Required work:
1. Transcribe the passage of the Kyle Christy biography from "Kyle Christy is" up to and including "University of Florida.".
2. Answer these questions using the Kyle Christy biography:
(a) In which town and state was Christy born?
(b) How many field goals did he make as a high school junior, out of how many attempts?
(c) Against which opponent did he record his career-long 67-yard punt?

Kyle Christy is an American football punter who is currently a free agent in the National Football League (NFL).  He played college football at the University of Florida.

Early years
Christy was born in Brownsburg, Indiana, and played football for Brownsburg High School. He was a placekicker until his junior year, when his coach asked him to try punting, as well. Christy made 5 of 8 field goals and 31 of 37 extra-point attempts as a junior. As a senior, he averaged 42 yards per punt and was named to the All-State team.

College career
Christy attended the University of Florida, where he was a member of coach Will Muschamp's Florida Gators football team. In 2011, he had 30 punts and averaged 40.9 yards per punt. He had a career-long 67-yard punt against Auburn. In the 2012 Gator Bowl, he averaged 37.3 yards on three punts, and the Gators won.

Records shown:
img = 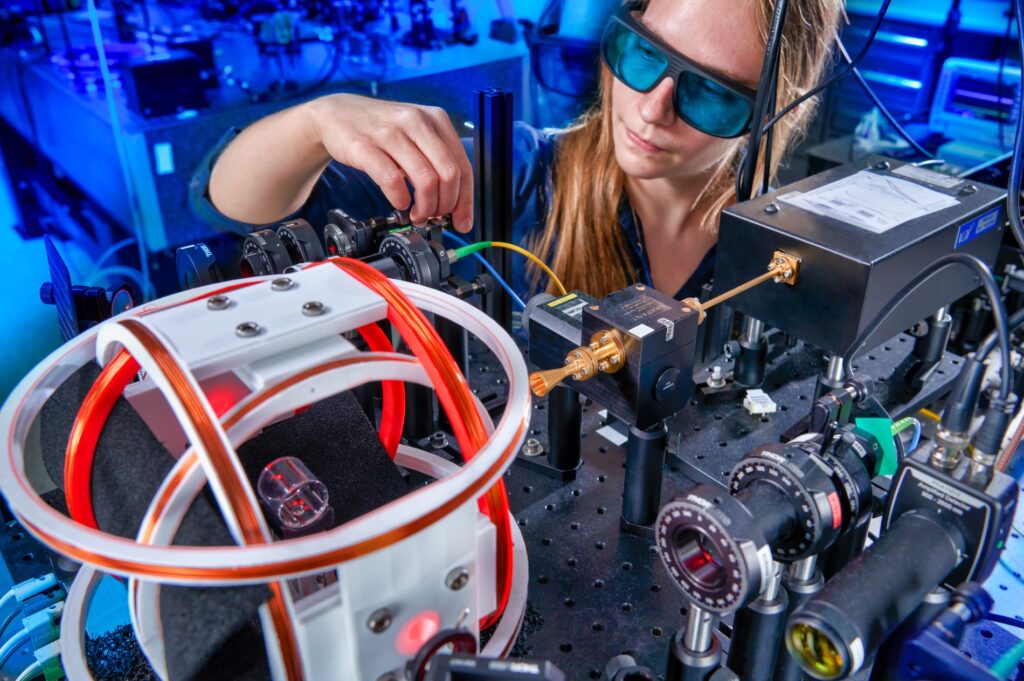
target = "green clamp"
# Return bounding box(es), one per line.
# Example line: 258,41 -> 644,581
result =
855,417 -> 899,477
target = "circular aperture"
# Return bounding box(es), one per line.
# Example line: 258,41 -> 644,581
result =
672,526 -> 728,591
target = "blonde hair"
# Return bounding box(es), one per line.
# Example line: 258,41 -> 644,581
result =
530,0 -> 842,296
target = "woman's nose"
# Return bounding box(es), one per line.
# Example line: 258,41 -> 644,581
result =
640,78 -> 676,127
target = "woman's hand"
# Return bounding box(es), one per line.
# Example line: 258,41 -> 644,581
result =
308,94 -> 473,231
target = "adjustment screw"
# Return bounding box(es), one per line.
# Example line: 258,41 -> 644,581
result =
234,322 -> 260,338
302,300 -> 327,316
367,607 -> 391,634
708,366 -> 725,388
444,567 -> 469,591
206,296 -> 231,310
520,437 -> 544,457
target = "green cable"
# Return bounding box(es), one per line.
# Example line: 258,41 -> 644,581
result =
989,641 -> 1024,679
455,242 -> 492,260
892,416 -> 913,437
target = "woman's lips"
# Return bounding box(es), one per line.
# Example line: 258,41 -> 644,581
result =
626,128 -> 665,154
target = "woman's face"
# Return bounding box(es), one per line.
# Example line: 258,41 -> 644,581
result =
611,0 -> 764,180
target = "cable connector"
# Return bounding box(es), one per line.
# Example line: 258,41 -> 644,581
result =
22,601 -> 63,648
34,641 -> 65,681
967,393 -> 1017,488
11,572 -> 58,603
942,355 -> 985,433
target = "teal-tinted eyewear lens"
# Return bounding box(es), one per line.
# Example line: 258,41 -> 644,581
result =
604,22 -> 669,91
601,9 -> 756,137
676,72 -> 752,137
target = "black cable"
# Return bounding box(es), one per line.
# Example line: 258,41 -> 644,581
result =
761,70 -> 778,194
765,0 -> 892,140
974,309 -> 1024,361
985,612 -> 1024,629
843,253 -> 1011,399
1007,0 -> 1024,256
836,34 -> 935,160
736,0 -> 790,201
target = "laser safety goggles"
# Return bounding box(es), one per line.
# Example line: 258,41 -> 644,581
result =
601,2 -> 757,137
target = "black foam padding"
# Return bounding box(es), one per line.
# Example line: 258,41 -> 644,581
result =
239,392 -> 410,526
41,363 -> 409,681
40,363 -> 269,681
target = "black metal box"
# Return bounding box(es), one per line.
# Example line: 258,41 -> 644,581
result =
527,285 -> 697,428
715,156 -> 1006,353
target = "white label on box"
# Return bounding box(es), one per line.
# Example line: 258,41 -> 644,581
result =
778,170 -> 959,235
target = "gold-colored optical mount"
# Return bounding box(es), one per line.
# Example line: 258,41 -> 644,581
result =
682,251 -> 800,324
529,329 -> 626,397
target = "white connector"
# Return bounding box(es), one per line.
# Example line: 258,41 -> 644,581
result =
743,390 -> 778,416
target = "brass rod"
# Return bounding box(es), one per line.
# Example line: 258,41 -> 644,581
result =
700,267 -> 778,310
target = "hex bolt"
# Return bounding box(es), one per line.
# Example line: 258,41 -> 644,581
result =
708,366 -> 725,388
367,607 -> 391,634
234,322 -> 260,338
444,567 -> 469,591
522,437 -> 544,457
302,300 -> 327,316
206,296 -> 231,310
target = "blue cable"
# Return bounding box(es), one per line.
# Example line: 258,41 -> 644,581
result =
441,230 -> 526,309
906,419 -> 921,454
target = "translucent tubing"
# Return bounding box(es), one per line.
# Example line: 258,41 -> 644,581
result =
359,324 -> 406,459
63,274 -> 264,529
63,324 -> 406,529
63,350 -> 138,529
331,258 -> 513,628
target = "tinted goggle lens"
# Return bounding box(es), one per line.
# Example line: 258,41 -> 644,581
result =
601,20 -> 752,137
602,22 -> 669,91
676,71 -> 751,137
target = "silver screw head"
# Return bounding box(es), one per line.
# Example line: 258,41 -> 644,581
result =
367,607 -> 391,634
234,322 -> 260,338
206,296 -> 231,310
302,300 -> 327,316
444,567 -> 469,591
522,437 -> 544,457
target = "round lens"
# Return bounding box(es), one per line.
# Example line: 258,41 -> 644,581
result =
790,622 -> 846,679
602,22 -> 669,92
676,72 -> 751,137
675,527 -> 727,591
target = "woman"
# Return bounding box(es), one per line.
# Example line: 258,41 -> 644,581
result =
194,0 -> 841,298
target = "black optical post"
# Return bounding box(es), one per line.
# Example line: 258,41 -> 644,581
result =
473,88 -> 513,329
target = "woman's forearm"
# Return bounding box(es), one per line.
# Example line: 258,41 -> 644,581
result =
210,94 -> 473,231
210,101 -> 331,224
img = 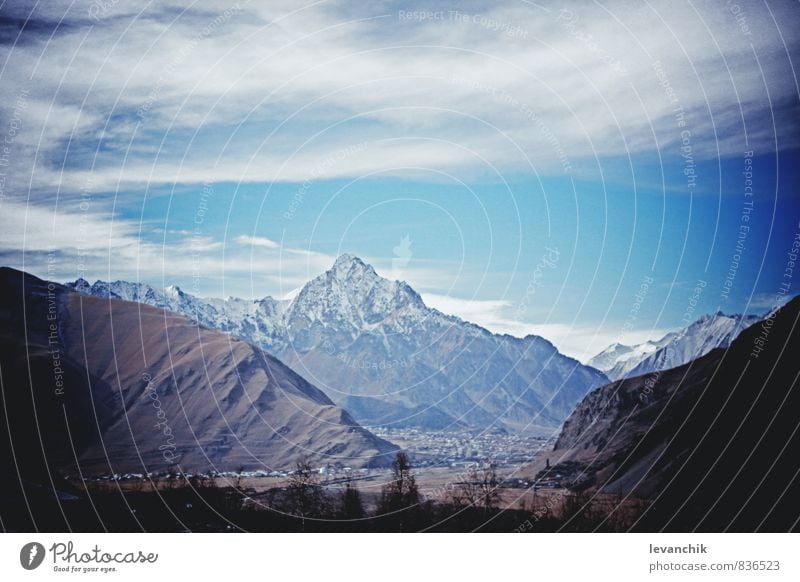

Written answers:
1.
Kyle Christy is an American football punter who is currently a free agent in the National Football League (NFL).  He played college football at the University of Florida.

2.
(a) Brownsburg, Indiana
(b) 5 of 8
(c) Auburn